Open47
3 February 2026
Uses AI to reviews code for security issues in 5 minutes
Opportunity — What problem are you working on, and why it matters
Imagine the consequences: If go.gov.sg is compromised, attackers could turn trusted government links into phishing traps. Or if an Isomer site is breached, users could edit official content to mislead the public, spread false information, or run scams.
Real risks exist. In 2025 alone, insecure code triggered 12+ security incidents and near-misses across OGP, with recurring issues like inadequet access checks.
Current approach falls short. Annual security testing means problems can go undetected for up to 12 months. Manual code reviews by experts are slow, can’t keep up with 80+ engineers, and often miss subtle risks.
Open47 sees everything. It automatically analyses how website code works together, checks existing security measures, and confirms whether security gaps could actually be exploited by attackers — reducing false alarms while catching real threats every time developers submit new code.
Fast, cheap, effective. Security reviews cost about $1 and finish in under 10 minutes, giving government teams instant security feedback instead of waiting months for annual tests.

What is required: Write the next part of the Open47 pitch above, picking up after its final sentence.

Dataset extract:
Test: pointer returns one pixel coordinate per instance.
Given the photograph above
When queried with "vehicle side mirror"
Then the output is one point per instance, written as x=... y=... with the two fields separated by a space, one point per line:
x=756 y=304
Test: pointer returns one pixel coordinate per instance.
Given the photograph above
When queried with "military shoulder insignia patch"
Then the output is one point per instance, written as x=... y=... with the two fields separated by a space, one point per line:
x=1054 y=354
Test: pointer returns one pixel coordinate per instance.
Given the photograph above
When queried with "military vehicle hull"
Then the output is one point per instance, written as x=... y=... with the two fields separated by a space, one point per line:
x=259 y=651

Result for this task:
Example of a GitHub comment left by Open47 about an issue where part of the system is open to anyone on the internet with no login or limits. If someone misuses it, they can run it repeatedly, causing high costs and slowing or breaking the service for real users.
Velocity — What you actually built or changed in the last month
What users can do now: Government developers can now get their software checked for security problems in under 10 minutes, instead of waiting up to 12 months for the annual security review. Open47 automatically spots security weaknesses that could put citizen data at risk - problems that developers might not even know to look for.
We learned from our mistakes: Our first version (v1) had a major flaw - it only looked at new code changes, missing the bigger picture. It kept flagging problems that weren't actually dangerous because other parts of the system were already protecting against them. This meant developers got too many false alarms and started ignoring the tool.
I might have to turn it off — the false positives are too high.— One frustrated user of V1

This shows how V1 worked - it only looked at new code changes, which meant it missed important security protections already in place elsewhere.
Our new approach focuses on the full picture: We completely rebuilt Open47 to examine all the code in a project before reporting problems. Instead of just looking at one piece in isolation, it now understands how different parts of the software work together to decide if something is actually a security risk.
Key improvements: The tool now runs multiple security checks to catch more real problems, handles large code changes more reliably by breaking them into smaller pieces, and double-checks its findings against the entire project before alerting developers.

This shows our improved V2 - it now examines the entire codebase to understand how different parts work together before flagging security issues.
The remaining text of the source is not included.